Extract to read -
####

Opinion | How recent graduates entering the job market can outperform AI

Artificial intelligence (AI) is eroding the very capabilities young professionals need to remain valuable in a machine-automated era. That is the real challenge facing graduates entering the workforce. It is not simply a case of AI destroying jobs – though it is – but that it is undermining our cognitive and interpersonal skills.

The numbers are starting to confirm what we suspected. Hong Kong graduates in 2025 found 55 per cent fewer job opportunities than the year before. Over 12 per cent of those aged 20 to 24 were unemployed in December, the second-highest figure on record.
Given a roughly 40-fold reduction in the cost of synthetic cognition (AI) per unit of output, a 2023 prediction that 25 per cent of the city’s workforce would need to change careers by 2028 now looks conservative. Many of Hong Kong’s thousands of legal jobs are threatened by products like Anthropic’s recent plug-in for legal work. Other local applications are bound to come.

Hiring managers make decisions based on economics, not social good. They need to be convinced that a young human worker is a better investment than a machine. Many employers are reluctant to bet on people with no practical experience and no domain knowledge.

####

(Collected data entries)

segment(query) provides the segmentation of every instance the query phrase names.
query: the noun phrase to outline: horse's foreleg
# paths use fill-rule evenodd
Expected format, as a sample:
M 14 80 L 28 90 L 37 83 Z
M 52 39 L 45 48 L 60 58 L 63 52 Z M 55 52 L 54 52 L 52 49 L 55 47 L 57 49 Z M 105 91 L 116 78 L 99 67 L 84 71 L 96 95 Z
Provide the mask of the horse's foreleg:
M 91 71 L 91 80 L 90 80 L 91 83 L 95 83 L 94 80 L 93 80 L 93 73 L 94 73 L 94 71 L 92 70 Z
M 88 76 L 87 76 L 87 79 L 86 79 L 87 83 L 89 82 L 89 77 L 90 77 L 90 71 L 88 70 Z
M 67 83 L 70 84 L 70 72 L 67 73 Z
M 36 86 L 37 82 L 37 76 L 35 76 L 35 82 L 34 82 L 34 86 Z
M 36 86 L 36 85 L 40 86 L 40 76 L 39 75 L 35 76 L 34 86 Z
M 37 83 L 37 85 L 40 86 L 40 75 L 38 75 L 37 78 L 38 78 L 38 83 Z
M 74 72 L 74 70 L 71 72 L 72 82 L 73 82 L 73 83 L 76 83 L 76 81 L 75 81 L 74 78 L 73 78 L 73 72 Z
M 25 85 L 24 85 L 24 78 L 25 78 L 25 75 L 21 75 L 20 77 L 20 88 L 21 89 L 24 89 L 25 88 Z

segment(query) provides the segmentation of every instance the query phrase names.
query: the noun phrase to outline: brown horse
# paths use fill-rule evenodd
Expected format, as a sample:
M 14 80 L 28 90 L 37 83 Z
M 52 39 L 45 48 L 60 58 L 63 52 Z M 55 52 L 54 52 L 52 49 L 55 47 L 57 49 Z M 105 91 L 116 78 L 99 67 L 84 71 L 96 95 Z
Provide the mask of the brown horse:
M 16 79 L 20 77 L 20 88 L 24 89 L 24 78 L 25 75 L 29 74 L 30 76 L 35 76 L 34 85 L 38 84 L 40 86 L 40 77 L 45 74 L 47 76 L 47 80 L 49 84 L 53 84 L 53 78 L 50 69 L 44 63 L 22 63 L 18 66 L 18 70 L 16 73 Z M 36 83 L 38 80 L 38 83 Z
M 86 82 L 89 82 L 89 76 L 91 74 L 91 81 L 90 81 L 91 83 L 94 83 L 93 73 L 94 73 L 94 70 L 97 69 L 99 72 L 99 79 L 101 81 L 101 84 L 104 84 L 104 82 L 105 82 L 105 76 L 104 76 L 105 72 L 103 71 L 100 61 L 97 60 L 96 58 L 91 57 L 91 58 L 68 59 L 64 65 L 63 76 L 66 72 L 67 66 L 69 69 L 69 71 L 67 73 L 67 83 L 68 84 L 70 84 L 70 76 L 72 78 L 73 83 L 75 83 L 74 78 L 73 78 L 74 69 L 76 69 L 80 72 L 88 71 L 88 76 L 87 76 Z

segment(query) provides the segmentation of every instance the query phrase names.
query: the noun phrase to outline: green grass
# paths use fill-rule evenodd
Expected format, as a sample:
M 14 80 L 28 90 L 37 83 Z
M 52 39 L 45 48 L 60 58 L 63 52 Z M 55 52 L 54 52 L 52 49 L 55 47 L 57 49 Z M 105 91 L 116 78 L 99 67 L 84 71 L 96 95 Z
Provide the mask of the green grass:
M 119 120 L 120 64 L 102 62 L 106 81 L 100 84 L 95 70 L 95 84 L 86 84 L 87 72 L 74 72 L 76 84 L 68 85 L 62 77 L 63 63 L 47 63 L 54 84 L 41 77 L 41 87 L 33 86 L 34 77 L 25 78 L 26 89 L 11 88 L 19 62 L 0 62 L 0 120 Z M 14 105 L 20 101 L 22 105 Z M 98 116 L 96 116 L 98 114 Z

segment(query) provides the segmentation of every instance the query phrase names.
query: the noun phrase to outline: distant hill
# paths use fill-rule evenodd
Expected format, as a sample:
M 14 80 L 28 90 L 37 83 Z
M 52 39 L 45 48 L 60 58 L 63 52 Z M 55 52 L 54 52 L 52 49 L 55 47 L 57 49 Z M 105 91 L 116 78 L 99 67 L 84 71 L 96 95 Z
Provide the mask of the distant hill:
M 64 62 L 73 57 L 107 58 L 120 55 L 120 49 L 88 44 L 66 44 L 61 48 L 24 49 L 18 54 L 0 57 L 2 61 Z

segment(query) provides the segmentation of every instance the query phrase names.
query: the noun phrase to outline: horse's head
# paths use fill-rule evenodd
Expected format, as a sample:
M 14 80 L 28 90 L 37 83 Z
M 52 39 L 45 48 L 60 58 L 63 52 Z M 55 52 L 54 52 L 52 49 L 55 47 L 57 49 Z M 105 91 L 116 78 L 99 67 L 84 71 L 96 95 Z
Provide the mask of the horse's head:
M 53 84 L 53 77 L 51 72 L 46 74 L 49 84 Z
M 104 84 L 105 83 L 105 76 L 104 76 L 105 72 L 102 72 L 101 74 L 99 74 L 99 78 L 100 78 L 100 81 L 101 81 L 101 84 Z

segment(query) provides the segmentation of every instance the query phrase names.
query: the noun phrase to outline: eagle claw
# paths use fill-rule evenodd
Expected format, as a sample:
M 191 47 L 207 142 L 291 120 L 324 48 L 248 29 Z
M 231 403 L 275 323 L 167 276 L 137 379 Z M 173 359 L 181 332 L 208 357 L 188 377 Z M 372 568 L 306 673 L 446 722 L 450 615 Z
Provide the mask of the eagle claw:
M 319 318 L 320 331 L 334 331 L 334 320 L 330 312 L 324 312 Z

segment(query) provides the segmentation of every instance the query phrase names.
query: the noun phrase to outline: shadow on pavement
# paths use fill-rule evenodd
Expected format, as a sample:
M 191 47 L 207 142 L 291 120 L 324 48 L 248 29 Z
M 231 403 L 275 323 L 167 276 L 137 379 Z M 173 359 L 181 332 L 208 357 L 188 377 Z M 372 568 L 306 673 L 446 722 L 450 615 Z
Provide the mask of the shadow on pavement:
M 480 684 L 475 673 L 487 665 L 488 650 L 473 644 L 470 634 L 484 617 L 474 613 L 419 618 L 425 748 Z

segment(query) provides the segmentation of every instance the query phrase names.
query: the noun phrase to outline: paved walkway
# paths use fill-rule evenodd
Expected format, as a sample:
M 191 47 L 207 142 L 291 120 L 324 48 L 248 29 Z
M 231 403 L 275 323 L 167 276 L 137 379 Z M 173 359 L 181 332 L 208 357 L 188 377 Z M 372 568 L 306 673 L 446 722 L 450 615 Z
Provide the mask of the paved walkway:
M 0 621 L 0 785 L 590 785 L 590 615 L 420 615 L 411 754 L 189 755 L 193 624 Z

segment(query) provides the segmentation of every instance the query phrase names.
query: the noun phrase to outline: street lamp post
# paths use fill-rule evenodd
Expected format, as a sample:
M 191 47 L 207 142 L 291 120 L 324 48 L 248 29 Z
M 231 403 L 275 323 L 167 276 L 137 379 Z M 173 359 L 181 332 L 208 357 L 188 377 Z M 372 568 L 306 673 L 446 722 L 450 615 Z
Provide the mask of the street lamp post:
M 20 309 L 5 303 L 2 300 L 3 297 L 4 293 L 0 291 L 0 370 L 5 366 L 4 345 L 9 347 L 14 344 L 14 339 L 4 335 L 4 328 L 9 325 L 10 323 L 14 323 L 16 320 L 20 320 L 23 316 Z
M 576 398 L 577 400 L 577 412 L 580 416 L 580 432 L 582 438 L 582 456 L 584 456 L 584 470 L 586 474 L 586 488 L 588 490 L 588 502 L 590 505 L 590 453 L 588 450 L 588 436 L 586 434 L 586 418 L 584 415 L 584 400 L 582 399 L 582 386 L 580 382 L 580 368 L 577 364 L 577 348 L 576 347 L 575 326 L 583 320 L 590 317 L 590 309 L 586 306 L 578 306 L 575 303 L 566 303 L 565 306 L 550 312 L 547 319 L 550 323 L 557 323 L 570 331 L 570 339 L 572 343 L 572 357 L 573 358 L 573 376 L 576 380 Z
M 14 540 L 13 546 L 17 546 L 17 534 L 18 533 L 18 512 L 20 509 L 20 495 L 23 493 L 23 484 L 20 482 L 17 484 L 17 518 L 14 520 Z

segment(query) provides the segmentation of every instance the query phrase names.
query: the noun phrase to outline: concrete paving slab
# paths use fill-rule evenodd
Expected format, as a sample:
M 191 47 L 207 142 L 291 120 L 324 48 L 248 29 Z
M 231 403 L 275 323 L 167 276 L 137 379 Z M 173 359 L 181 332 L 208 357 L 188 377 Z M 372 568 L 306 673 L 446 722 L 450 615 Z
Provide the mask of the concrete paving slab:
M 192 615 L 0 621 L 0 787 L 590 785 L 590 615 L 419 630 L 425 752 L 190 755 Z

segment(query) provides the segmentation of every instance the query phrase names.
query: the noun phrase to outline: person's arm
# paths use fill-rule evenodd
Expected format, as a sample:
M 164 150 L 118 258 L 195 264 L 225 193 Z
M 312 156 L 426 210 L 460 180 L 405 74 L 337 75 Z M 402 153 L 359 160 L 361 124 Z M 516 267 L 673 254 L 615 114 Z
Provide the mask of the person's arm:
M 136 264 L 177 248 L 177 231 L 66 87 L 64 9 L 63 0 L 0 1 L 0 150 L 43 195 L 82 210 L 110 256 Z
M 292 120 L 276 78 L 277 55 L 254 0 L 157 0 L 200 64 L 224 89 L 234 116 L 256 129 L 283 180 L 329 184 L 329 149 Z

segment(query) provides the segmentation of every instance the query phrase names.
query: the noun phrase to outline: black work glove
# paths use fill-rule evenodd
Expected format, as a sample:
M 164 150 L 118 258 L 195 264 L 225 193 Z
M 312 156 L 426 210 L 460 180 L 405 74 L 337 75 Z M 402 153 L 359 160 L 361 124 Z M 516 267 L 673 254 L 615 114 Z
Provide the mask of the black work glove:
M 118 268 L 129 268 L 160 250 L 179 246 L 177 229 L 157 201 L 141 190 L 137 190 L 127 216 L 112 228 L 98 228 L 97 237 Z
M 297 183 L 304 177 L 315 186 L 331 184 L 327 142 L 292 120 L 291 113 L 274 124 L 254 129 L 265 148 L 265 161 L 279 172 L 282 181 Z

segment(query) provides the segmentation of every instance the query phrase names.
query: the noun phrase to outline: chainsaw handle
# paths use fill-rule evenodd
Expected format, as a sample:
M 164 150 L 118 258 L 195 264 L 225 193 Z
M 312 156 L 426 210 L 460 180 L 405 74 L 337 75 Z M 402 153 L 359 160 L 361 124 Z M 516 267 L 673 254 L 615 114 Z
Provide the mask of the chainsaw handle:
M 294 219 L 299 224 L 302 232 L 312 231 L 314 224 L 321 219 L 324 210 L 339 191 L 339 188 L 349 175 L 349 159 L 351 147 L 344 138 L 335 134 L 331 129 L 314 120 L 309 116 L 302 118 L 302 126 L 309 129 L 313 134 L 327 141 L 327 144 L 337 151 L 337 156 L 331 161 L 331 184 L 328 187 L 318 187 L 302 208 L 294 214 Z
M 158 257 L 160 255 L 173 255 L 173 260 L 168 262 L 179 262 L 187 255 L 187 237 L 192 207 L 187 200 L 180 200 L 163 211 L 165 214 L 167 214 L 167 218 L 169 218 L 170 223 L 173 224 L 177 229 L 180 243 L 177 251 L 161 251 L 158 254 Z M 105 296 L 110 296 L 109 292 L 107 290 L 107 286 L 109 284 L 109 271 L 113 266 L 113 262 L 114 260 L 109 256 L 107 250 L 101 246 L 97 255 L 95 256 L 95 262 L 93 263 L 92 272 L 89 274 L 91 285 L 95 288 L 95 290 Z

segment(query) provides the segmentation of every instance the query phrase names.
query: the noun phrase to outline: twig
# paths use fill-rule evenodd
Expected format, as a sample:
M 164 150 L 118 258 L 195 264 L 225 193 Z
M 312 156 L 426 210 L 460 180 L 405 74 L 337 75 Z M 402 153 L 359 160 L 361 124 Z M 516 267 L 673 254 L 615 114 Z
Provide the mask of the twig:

####

Problems to work on -
(a) List every percentage figure that appears in the opinion piece on graduates and AI.
(b) Print the stretch of the opinion piece on graduates and AI from "Hiring managers make" through "no domain knowledge.".
(c) Carry on the opinion piece about recent graduates competing with AI, starting after its final sentence.

Solved problems -
(a)
55 per cent
12 per cent
25 per cent

(b)
Hiring managers make decisions based on economics, not social good. They need to be convinced that a young human worker is a better investment than a machine. Many employers are reluctant to bet on people with no practical experience and no domain knowledge.

(c)
Management may prefer to upskill experienced staff to use AI to do more of what they already do. A perceived preference for job-hopping among younger workers only compounds the disincentive. This conforms to our experience as a small company paying high Hong Kong rents.

The “productive struggle” of thinking through hard problems, failing, retrying and eventually making breakthroughs has always been at the core of genuine learning. That this struggle is increasingly bypassed is what keeps educators and developmental psychologists awake at night. It’s also what troubles managers when junior staff expect work to be easy. The friction of navigating daily life, of developing street smarts, is being removed for AI natives.